### TEXT EXCERPT
::::::::
Logging In

After obtaining an account, you can use a Secure Shell (SSH) client or the NoMachine nxclient remote desktop application to access the SIRAF interactive login (or "head") node:

siraf-login.bsd.uchicago.edu

For logins originating from within the University of Chicago's .uchicago.edu domain (IP addresses starting with 128.135. or 10.135.) configure your SSH client to connect to the standard SSH port 22 or port 22210. For off-campus logins, please connect to port 22210. Linux and most versions of Unix (including MacOS 10) ship with the OpenSSH client. There are SSH clients available for Windows systems, such PuTTY and the copSSH package, as well as the commercial SSH.com client if your site has a license. You can also use Secure Shell to transfer files to your account using scp or sftp.

Secure Shell is configured to allow X Window applications to run directly from the login node, but users who wish to run graphical applications should connect using the NoMachine NX protocol. NX provides a graphical desktop which can be suspended and then resumed from a different location, allowing users to log off at work and then login again at home over broadband, Wi-Fi, or dial-up, without having to restart the desktop environment and associated applications. The login node has an unlimited user license for NoMachine NX Server. The nxclient client software can be downloaded from the NoMachine web site and is available free of charge for Linux, Windows, MacOS, and Solaris.
::::::::
### SUPPLIED RECORDS
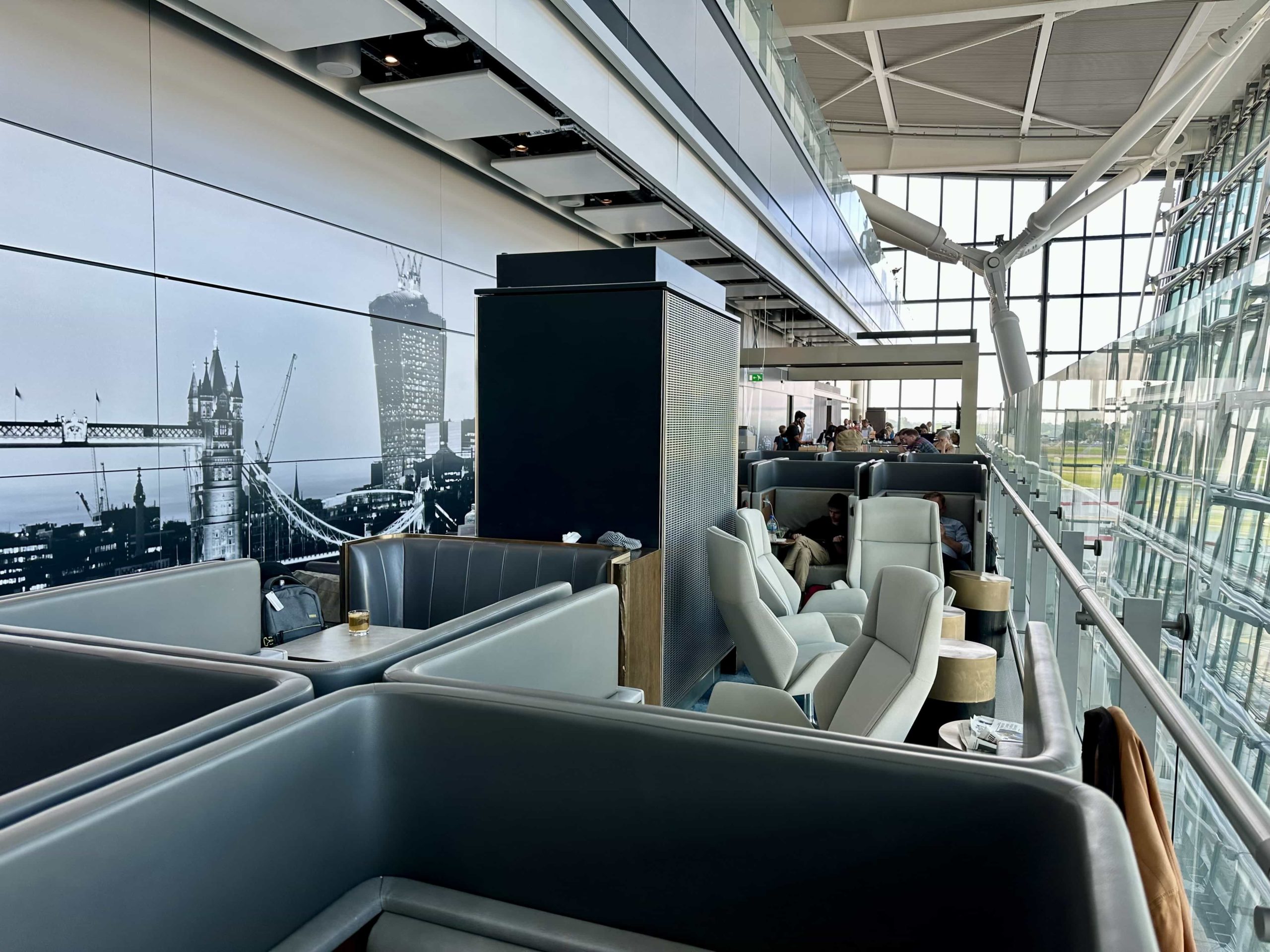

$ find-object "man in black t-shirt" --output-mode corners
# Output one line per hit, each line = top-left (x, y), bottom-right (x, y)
(785, 492), (851, 589)
(785, 410), (807, 449)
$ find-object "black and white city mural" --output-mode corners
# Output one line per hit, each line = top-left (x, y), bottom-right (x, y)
(0, 245), (477, 595)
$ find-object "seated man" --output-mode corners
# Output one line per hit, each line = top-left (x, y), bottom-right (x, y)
(895, 426), (939, 453)
(785, 492), (851, 590)
(922, 492), (971, 584)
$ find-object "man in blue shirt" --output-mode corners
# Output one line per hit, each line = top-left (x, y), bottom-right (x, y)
(922, 492), (970, 581)
(895, 428), (940, 453)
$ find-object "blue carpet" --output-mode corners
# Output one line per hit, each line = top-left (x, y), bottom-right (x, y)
(692, 665), (755, 714)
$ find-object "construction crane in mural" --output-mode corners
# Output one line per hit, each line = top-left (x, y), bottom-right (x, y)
(860, 0), (1270, 396)
(255, 354), (296, 472)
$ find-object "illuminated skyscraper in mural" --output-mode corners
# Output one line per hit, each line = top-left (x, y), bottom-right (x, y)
(187, 344), (247, 562)
(370, 255), (446, 487)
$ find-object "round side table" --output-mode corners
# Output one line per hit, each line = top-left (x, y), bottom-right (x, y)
(948, 571), (1010, 657)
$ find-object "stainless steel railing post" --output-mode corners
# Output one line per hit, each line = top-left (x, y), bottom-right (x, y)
(1010, 475), (1031, 613)
(1023, 499), (1054, 623)
(1120, 598), (1165, 758)
(1054, 531), (1084, 731)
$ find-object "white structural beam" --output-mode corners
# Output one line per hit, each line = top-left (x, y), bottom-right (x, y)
(879, 14), (1053, 73)
(821, 73), (874, 109)
(829, 122), (1208, 175)
(1018, 13), (1054, 136)
(777, 0), (1150, 37)
(866, 70), (1105, 136)
(865, 30), (899, 132)
(1142, 2), (1216, 102)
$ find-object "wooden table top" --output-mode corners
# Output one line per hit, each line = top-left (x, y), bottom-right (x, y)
(279, 625), (424, 661)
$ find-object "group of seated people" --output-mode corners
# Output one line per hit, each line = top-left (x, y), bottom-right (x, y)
(894, 422), (961, 453)
(784, 492), (971, 592)
(772, 410), (961, 453)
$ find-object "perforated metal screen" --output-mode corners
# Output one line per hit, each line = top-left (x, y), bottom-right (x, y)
(662, 293), (740, 706)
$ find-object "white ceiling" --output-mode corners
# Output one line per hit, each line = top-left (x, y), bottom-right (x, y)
(635, 236), (732, 261)
(490, 151), (639, 198)
(776, 0), (1270, 173)
(198, 0), (424, 51)
(358, 70), (560, 142)
(576, 202), (692, 231)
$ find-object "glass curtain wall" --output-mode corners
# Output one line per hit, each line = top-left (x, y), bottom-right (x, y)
(980, 258), (1270, 950)
(1159, 81), (1270, 313)
(856, 175), (1163, 411)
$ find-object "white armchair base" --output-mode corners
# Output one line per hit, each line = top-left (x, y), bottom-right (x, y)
(706, 680), (816, 727)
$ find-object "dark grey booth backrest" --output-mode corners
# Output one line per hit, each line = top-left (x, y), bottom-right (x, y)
(0, 684), (1156, 952)
(817, 449), (883, 463)
(749, 457), (861, 494)
(904, 453), (992, 466)
(344, 536), (621, 628)
(0, 635), (314, 833)
(1021, 622), (1081, 779)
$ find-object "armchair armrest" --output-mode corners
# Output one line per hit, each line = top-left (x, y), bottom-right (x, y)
(803, 589), (869, 617)
(824, 613), (864, 645)
(706, 680), (816, 727)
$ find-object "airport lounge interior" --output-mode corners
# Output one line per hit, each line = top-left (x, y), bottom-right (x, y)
(7, 0), (1270, 952)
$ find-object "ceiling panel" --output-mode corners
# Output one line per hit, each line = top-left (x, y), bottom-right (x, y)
(879, 16), (1036, 66)
(817, 33), (869, 62)
(359, 70), (560, 141)
(490, 151), (639, 198)
(635, 238), (732, 261)
(724, 281), (781, 297)
(890, 82), (1018, 127)
(697, 263), (758, 281)
(575, 202), (692, 234)
(198, 0), (422, 51)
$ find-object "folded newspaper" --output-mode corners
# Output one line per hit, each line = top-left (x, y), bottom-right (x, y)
(959, 714), (1023, 750)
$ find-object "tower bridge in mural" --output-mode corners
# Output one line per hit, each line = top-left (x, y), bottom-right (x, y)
(0, 262), (475, 594)
(0, 345), (449, 571)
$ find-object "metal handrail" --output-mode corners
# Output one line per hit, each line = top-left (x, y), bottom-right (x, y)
(992, 463), (1270, 873)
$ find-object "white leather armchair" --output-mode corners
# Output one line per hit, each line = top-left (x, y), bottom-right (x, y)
(737, 509), (867, 645)
(833, 496), (944, 610)
(707, 565), (944, 740)
(706, 527), (847, 707)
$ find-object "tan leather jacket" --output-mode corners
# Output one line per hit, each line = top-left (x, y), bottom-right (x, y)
(1100, 707), (1195, 952)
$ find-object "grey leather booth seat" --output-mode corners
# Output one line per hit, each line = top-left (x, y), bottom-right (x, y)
(903, 453), (992, 466)
(816, 449), (883, 463)
(860, 462), (988, 573)
(383, 585), (644, 703)
(748, 462), (878, 585)
(344, 535), (625, 628)
(1018, 622), (1081, 779)
(0, 684), (1156, 952)
(0, 563), (570, 696)
(0, 635), (314, 833)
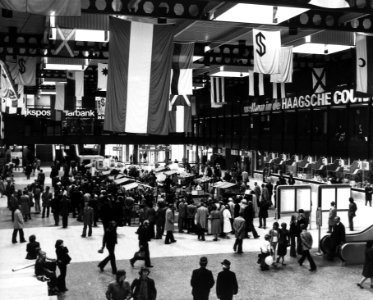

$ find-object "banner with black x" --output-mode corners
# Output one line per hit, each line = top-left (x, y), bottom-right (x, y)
(312, 68), (326, 93)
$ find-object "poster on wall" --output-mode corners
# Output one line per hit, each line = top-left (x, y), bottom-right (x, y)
(95, 97), (106, 119)
(321, 188), (335, 211)
(297, 189), (311, 211)
(280, 189), (295, 213)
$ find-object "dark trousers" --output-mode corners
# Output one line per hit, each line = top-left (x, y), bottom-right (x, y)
(348, 216), (354, 231)
(187, 218), (194, 233)
(197, 224), (205, 241)
(148, 222), (155, 239)
(82, 224), (92, 236)
(12, 228), (26, 243)
(41, 206), (50, 218)
(246, 220), (258, 238)
(53, 213), (60, 226)
(130, 243), (152, 267)
(233, 238), (243, 253)
(164, 230), (175, 244)
(259, 217), (267, 229)
(193, 294), (209, 300)
(298, 250), (316, 270)
(290, 235), (297, 257)
(57, 264), (67, 291)
(98, 245), (117, 274)
(178, 216), (185, 232)
(62, 215), (69, 228)
(155, 222), (164, 239)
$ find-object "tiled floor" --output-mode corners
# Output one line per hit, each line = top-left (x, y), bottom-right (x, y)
(0, 170), (373, 300)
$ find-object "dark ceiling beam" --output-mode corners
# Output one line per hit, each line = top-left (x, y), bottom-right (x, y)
(281, 11), (373, 33)
(212, 0), (373, 14)
(82, 0), (208, 20)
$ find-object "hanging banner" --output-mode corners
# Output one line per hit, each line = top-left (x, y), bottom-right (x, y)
(244, 89), (373, 113)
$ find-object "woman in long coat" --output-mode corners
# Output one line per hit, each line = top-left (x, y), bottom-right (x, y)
(259, 199), (268, 229)
(210, 204), (221, 241)
(357, 241), (373, 289)
(223, 205), (232, 234)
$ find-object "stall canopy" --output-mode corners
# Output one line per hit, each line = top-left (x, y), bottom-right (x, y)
(178, 173), (194, 178)
(122, 182), (139, 191)
(196, 176), (211, 183)
(214, 181), (236, 189)
(114, 177), (133, 185)
(163, 170), (177, 176)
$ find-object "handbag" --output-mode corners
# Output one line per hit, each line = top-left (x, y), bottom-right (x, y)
(64, 253), (71, 265)
(135, 250), (145, 259)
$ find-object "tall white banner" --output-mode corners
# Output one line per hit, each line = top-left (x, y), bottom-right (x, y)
(253, 29), (281, 74)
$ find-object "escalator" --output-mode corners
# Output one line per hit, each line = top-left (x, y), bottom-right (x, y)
(320, 225), (373, 265)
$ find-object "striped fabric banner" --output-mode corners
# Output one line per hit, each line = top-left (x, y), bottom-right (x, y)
(272, 82), (286, 99)
(170, 43), (194, 95)
(54, 72), (76, 110)
(0, 111), (4, 140)
(356, 34), (373, 94)
(210, 77), (226, 108)
(249, 70), (264, 96)
(0, 60), (26, 114)
(104, 17), (174, 135)
(169, 95), (192, 132)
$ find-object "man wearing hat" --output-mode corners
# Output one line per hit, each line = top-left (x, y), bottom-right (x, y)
(164, 204), (176, 244)
(131, 268), (157, 300)
(216, 259), (238, 300)
(190, 256), (215, 300)
(106, 270), (131, 300)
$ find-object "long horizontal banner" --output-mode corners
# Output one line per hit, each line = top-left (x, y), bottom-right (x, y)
(26, 108), (97, 119)
(244, 89), (372, 113)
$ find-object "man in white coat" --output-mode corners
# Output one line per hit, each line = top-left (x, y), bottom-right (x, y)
(12, 206), (26, 244)
(194, 202), (209, 241)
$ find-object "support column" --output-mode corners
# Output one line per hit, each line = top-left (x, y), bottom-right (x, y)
(125, 145), (130, 162)
(132, 145), (139, 165)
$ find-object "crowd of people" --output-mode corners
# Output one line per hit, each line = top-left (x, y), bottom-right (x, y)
(0, 158), (370, 299)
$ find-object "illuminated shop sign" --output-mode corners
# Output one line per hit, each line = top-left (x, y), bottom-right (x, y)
(281, 90), (371, 110)
(244, 90), (372, 113)
(244, 100), (281, 113)
(65, 109), (96, 118)
(26, 108), (96, 118)
(26, 108), (51, 118)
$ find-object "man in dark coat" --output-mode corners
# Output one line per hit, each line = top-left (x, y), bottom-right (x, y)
(61, 191), (70, 228)
(329, 216), (346, 262)
(155, 201), (166, 239)
(131, 268), (157, 300)
(178, 199), (187, 233)
(190, 256), (215, 300)
(216, 259), (238, 300)
(130, 220), (153, 268)
(243, 197), (259, 239)
(97, 221), (117, 274)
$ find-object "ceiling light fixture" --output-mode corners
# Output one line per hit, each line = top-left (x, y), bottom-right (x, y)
(214, 3), (308, 25)
(293, 31), (355, 55)
(44, 63), (86, 71)
(209, 66), (249, 77)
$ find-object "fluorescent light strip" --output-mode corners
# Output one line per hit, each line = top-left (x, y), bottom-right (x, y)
(214, 3), (308, 25)
(49, 26), (109, 43)
(293, 43), (353, 55)
(44, 63), (85, 71)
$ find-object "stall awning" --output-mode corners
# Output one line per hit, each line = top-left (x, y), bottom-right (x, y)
(114, 177), (133, 185)
(196, 176), (211, 183)
(122, 182), (139, 191)
(163, 170), (177, 176)
(214, 181), (236, 189)
(178, 173), (194, 178)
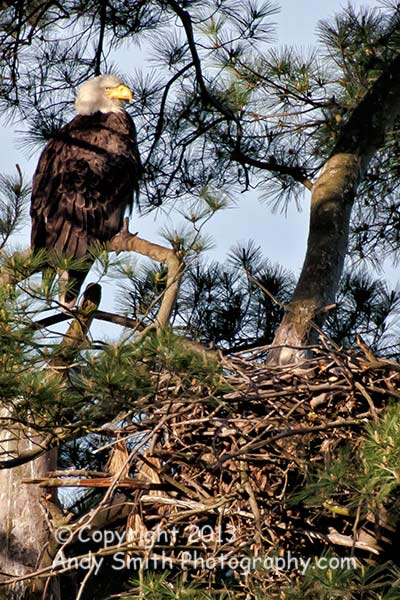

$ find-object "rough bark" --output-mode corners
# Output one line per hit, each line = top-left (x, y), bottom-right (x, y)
(0, 284), (101, 600)
(269, 51), (400, 364)
(0, 430), (60, 600)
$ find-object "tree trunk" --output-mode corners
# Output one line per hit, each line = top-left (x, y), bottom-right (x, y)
(0, 429), (60, 600)
(268, 51), (400, 364)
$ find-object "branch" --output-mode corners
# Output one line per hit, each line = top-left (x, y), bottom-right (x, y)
(231, 148), (313, 191)
(167, 0), (239, 125)
(109, 219), (184, 331)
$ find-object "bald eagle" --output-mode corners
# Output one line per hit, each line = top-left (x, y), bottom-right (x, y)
(31, 75), (141, 307)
::::::::
### PROBLEMS AND TASKS
a. According to the SIRAF login text, on which operating systems is the nxclient software available free of charge?
b. Carry on the SIRAF login text from its last sentence.
The lines are not needed for any of this work.

### OUTPUTS IN ORDER
a. Linux, Windows, MacOS, and Solaris.

b.
If you logged in via Secure Shell, you are encouraged to avoid using your password in the future and rely instead on public key authentication, which is both more convenient and secure. If you logged in via nxclient, the NX protocol already uses public key authentication between the server and client, and requires the user password to complete the authentication process.

If you logged in via nxclient, start a terminal emulator window. Note the command line prompt does not show "siraf-login" but "master". The hostname command will show "master.siraf.uchicago.edu". The login node's external network connection to the Internet is named siraf-login.bsd.uchicago.edu, but its internal cluster network interface is named "master.siraf.uchicago.edu". The siraf.uchicago.edu domain is internal to the cluster and is not an official network sub-domain of the University.

Here is a diagram of the cluster network configuration:

http://siraf-login.bsd.uchicago.edu/graphics/cluster-schematic-rev2.jpg

Exploring the Login Node

Now type "df" to get a list of the filesystems on the login node. For now we are interested in the filesystem mounted under the /Projects directory. Enter ls /Projects at the command line. You will see directories corresponding to each of the project groups. Now enter ls /Projects/your-project. You will see three directories: users, data, and programs. The users directory contains your home directory along with those belonging to the other members of your project. The data directory contains shared research data and the programs directory contains applications specific to your project. Enter pwd. This should output either "/home/your-username" or "/Projects/your-project/users/your-username" depending on your shell configuration. Type "ls -l /home/your-username". There is a symbolic link in /home which points to the real location of your home directory. You can refer to files in your home directory using the /home/your-username path rather than the /Projects/your-project/users/your-username path, which can save a bit of typing.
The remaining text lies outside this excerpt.